▸ BRANO PROPOSTO
* * * * *

Pubblichiamo un intervento di Antonio Castronovi della Cgil Rome e Lazio a proposito di Europa, di crisi e di una conversione ecologica che potrebbe partire dalle regioni dell’Italia centrale, a cominciare da organizzazioni sociali e amministrazioni locali di paesi e città dell’Appennino (nella foto, Civita di Bagnoreggio, Viterbo) Questi e altri temi sono al centro di Piazza Bella Piazza, la festa della Cgil regionale in corso a Roma fino al 16 settembre.
L’Europa che abbiamo conosciuto e che ha consentito per la prima volta nella storia in questa parte del mondo la diffusione del benessere e delle tutele sociali tra ampie parti della parte sua popolazione e nel mondo del lavoro, è in profonda crisi e subisce drastiche e repentine trasformazioni.
Il modello sociale europeo, che a partire dal secondo dopoguerra, ha coniugato sviluppo economico e diritti sociali, libertà ed uguaglianza, mercato e democrazia, non è più al centro delle politiche pubbliche e subisce arretramenti e attacchi sotto le spinte delle politiche neo-liberiste dei governi, delle banche centrali, delle imprese. Le diseguaglianze sociali sono cresciute a sfavore del reddito dei lavoratori dipendenti e dei pensionati, a tutto beneficio della rendita e dei profitti. L’allargamento del mercato mondiale ai paesi emergenti (Bric) ha ridotto gli spazi dell’Europa nel commercio mondiale, in particolare nel comparto dei beni di consumo popolare e nel manifatturiero, a danno soprattutto dei paesi più periferici dell’Eurozona, e tra questi l’Italia.

* * * * *

▸ DATI ESTRATTI
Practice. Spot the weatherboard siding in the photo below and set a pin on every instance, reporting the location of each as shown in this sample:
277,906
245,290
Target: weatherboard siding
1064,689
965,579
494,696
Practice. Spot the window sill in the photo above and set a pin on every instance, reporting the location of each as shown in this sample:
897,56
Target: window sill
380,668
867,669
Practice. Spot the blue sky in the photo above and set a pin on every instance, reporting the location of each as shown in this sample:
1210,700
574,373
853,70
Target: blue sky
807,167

* * * * *

▸ ISTRUZIONI ESERCIZIO
[a] Rispondi a queste domande sul brano sull'Europa in crisi:
(i) Fino a quando si tiene la festa Piazza Bella Piazza?
(ii) A sfavore del reddito di chi sono cresciute le diseguaglianze sociali?
(iii) A quali paesi si è allargato il mercato mondiale?
[b] Ripeti la parte del brano sull'Europa in crisi tra "Pubblichiamo un intervento" e "e repentine trasformazioni.", compresi entrambi.

▸ RISPOSTE ESERCIZIO
[a]
(i) Fino al 16 settembre.
(ii) Dei lavoratori dipendenti e dei pensionati.
(iii) Ai paesi emergenti (Bric).

[b]
Pubblichiamo un intervento di Antonio Castronovi della Cgil Rome e Lazio a proposito di Europa, di crisi e di una conversione ecologica che potrebbe partire dalle regioni dell’Italia centrale, a cominciare da organizzazioni sociali e amministrazioni locali di paesi e città dell’Appennino (nella foto, Civita di Bagnoreggio, Viterbo) Questi e altri temi sono al centro di Piazza Bella Piazza, la festa della Cgil regionale in corso a Roma fino al 16 settembre.
L’Europa che abbiamo conosciuto e che ha consentito per la prima volta nella storia in questa parte del mondo la diffusione del benessere e delle tutele sociali tra ampie parti della parte sua popolazione e nel mondo del lavoro, è in profonda crisi e subisce drastiche e repentine trasformazioni.